■ Provided text:
New paper by Aditya shows why CNN model observers can be better predictors of radiologist's search than linear models

CNNs discount target-like structures of normal anatomic structures like radiologists do.

October 16, 2025
Top row: Suspicious locations in Digital Breast Tomosynthesis phantom for linear model observers and Convolutional Neural Network. Bottom row: Radiologists fixation density for the image.
Top row: Suspicious locations in Digital Breast Tomosynthesis phantom for linear model observers and Convolutional Neural Network. Bottom row: Radiologists fixation density for the image.

In medical imaging research, scientists often use model observers — computer programs designed to mimic how humans detect signals in noisy images. These models help evaluate new imaging technologies without always needing large groups of human participants. Traditional model observers, such as linear model observers (LMOs), have been successful for simple detection tasks where the location of the target is known. However, they fall short when images are cluttered or when the target could appear anywhere, conditions that resemble real medical search tasks. This study explored whether newer, more biologically inspired models based on artificial intelligence (AI) — specifically convolutional neural networks (CNNs) — can better approximate how radiologists interpret complex medical images.

■ Data shown:
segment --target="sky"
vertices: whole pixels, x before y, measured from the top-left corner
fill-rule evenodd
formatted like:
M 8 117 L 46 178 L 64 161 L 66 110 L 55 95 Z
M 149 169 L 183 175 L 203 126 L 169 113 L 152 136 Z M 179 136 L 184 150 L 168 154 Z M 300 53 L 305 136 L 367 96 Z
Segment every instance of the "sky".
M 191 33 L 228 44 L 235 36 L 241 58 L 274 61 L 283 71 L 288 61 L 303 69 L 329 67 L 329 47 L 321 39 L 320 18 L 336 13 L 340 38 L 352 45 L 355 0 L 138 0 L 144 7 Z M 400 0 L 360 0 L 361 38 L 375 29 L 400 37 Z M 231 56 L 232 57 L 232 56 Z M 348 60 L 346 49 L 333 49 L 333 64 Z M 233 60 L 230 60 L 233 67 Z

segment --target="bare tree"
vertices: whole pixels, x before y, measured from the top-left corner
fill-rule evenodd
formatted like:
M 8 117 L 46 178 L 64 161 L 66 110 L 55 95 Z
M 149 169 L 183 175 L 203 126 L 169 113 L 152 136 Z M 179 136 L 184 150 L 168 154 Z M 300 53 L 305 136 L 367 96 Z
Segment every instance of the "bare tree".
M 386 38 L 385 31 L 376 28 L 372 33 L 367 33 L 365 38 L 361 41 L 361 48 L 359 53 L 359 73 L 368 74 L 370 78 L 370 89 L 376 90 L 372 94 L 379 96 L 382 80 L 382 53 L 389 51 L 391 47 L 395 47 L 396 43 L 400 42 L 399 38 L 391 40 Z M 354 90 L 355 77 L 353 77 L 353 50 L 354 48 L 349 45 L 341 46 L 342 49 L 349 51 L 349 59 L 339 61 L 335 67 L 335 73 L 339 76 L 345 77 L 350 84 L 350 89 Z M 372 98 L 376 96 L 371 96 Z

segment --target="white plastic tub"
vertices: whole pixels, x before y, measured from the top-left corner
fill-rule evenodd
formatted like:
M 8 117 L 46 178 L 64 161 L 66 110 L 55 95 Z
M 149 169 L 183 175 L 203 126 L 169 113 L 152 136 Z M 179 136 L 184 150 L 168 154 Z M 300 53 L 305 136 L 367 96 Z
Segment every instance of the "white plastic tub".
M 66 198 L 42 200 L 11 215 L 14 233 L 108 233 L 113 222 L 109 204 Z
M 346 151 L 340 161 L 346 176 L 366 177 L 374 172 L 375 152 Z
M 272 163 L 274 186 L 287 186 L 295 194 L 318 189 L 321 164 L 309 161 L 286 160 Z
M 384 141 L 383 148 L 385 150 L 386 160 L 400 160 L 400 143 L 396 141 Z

--

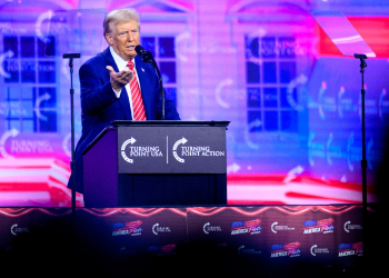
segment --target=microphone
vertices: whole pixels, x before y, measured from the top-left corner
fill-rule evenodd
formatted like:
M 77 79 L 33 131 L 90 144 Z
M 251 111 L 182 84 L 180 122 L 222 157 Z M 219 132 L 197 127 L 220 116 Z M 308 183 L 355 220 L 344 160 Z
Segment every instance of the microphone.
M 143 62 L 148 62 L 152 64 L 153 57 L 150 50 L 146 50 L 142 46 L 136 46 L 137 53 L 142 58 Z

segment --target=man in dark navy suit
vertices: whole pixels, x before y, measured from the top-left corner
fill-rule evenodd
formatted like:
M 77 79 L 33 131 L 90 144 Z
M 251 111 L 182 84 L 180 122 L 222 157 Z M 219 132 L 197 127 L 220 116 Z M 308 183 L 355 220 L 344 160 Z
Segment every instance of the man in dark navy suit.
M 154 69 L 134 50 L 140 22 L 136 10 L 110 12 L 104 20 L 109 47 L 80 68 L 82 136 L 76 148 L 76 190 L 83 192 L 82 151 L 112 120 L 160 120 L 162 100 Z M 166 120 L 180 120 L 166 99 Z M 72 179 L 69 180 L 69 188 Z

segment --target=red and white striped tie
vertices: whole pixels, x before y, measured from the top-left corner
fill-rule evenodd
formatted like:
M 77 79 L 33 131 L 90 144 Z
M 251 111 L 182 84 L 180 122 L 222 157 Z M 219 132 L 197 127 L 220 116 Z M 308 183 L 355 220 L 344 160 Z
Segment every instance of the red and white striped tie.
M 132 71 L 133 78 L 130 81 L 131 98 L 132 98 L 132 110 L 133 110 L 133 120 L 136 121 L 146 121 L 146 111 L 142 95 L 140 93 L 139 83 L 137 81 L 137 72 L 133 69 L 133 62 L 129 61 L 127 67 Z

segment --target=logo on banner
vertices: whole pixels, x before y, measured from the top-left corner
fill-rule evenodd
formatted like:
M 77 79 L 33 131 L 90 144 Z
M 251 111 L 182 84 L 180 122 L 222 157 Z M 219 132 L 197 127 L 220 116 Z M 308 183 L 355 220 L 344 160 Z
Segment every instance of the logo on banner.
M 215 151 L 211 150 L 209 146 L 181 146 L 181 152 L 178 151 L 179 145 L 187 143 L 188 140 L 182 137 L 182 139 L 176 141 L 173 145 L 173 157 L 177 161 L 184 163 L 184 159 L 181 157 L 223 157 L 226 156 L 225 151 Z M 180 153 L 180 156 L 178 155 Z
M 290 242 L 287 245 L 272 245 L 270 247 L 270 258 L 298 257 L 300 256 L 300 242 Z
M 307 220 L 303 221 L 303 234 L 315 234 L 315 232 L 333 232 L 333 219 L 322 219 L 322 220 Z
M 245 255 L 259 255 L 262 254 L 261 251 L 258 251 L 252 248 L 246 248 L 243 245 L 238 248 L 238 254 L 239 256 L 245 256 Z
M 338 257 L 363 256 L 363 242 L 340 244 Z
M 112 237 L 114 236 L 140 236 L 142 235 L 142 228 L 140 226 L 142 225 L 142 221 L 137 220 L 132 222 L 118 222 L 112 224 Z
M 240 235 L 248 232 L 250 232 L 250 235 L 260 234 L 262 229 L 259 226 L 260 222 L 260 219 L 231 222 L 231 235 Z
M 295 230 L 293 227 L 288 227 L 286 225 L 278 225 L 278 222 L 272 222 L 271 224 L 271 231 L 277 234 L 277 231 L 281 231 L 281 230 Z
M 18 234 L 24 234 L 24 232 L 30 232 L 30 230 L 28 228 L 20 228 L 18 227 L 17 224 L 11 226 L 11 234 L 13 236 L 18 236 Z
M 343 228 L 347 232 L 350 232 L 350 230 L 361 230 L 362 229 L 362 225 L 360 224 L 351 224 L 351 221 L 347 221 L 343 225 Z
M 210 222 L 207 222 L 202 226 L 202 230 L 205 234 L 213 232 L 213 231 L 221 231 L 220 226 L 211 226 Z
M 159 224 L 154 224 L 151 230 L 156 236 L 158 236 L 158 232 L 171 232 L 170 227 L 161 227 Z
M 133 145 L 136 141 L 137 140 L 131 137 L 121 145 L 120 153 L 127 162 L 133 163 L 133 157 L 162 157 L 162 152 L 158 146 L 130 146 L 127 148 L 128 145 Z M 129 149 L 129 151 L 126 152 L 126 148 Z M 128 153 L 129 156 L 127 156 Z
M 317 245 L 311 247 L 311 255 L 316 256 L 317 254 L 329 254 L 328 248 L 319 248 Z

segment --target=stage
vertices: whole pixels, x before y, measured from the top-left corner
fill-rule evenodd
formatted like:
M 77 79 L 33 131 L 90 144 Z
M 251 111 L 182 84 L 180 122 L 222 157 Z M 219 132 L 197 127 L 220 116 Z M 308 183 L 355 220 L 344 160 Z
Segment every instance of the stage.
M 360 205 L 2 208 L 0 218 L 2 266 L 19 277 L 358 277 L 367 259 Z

■ Tasks to carry out:
A. In the article on CNN model observers, what are model observers described as?
B. Update the part of the article on CNN model observers that starts with "In medical imaging" and goes on through "complex medical images.", and replace "radiologists" with "clinicians".
C. Do these statements agree with the article on CNN model observers? Answer yes or no for each, and quote the deciding words.
(i) Linear model observers have done well in simple detection tasks where the target's location is known.
(ii) Model observers always require large groups of human participants.
(iii) The article is dated October 16, 2025.

■ Answers for the exercise:
A. Computer programs designed to mimic how humans detect signals in noisy images.

B.
In medical imaging research, scientists often use model observers — computer programs designed to mimic how humans detect signals in noisy images. These models help evaluate new imaging technologies without always needing large groups of human participants. Traditional model observers, such as linear model observers (LMOs), have been successful for simple detection tasks where the location of the target is known. However, they fall short when images are cluttered or when the target could appear anywhere, conditions that resemble real medical search tasks. This study explored whether newer, more biologically inspired models based on artificial intelligence (AI) — specifically convolutional neural networks (CNNs) — can better approximate how clinicians interpret complex medical images.

C.
(i) Yes: "have been successful for simple detection tasks where the location of the target is known"
(ii) No: "without always needing large groups of human participants"
(iii) Yes: "October 16, 2025"